No. You can eat regular homes, but not gingerbread homes.
Santa Claus
Okay.
Scott Aukerman
I don't know about regular homes. Are you talking about those? My. My weird lifestyle things where they're.
RFK Jr.
Yeah. Where people eat a cow drywall while they're watching TV? Every. Every American child should eat 1.5 couches a year.
Scott Aukerman
I think it'd be really funny if they're eating the couch while they're watching TV and then suddenly they eat the couch that's underneath them and they go plonk and they just fall to the ground. Wouldn't that be fun?
RFK Jr.
Noted.
Jason Manzoukas
Let's all just sit in that for a minute. That's all.
Scott Aukerman
Unlike the couch.
Jason Manzoukas
Oh, boy.
Scott Aukerman
Yeah. Anything else going on this Christmas? What? I mean, what about Christmas trees? We were talking about them earlier. I mean.
Jason Manzoukas
Yeah, because I feel like a Christmas tree could be a way for a lot of, like, animals, insects to get into the house in a way that.
RFK Jr.
Yes, but there are downsides, too.
Jason Manzoukas
Let's hear them.
RFK Jr.

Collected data
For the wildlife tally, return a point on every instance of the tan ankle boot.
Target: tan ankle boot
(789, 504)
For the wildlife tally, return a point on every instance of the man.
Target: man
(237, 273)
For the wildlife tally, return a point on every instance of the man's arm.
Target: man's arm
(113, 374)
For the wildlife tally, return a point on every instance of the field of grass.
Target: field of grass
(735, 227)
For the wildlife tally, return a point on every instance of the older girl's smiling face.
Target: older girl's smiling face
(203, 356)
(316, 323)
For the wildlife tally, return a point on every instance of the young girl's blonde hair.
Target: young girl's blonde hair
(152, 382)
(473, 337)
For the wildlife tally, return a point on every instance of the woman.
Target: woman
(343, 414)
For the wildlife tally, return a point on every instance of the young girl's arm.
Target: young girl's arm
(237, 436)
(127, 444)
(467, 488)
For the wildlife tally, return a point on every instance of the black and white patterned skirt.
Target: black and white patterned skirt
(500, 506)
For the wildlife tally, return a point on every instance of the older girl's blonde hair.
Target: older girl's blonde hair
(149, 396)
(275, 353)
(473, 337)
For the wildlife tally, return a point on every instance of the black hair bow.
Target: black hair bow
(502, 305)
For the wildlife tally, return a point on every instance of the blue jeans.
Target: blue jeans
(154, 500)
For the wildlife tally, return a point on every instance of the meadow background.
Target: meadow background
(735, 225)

# [Set problem]
Decide whether each statement agrees with the transcript, answering yes or no and quoting the words that settle it: (a) The speaker labeled RFK Jr. says every American child should eat 1.5 couches a year. (b) Jason Manzoukas suggests a Christmas tree could let animals and insects into the house. (c) One line says regular homes cannot be eaten. Nothing in the records matters here.

# [Response to the task]
(a) Yes: "Every American child should eat 1.5 couches a year."
(b) Yes: "a Christmas tree could be a way for a lot of, like, animals, insects to get into the house"
(c) No: "You can eat regular homes, but not gingerbread homes."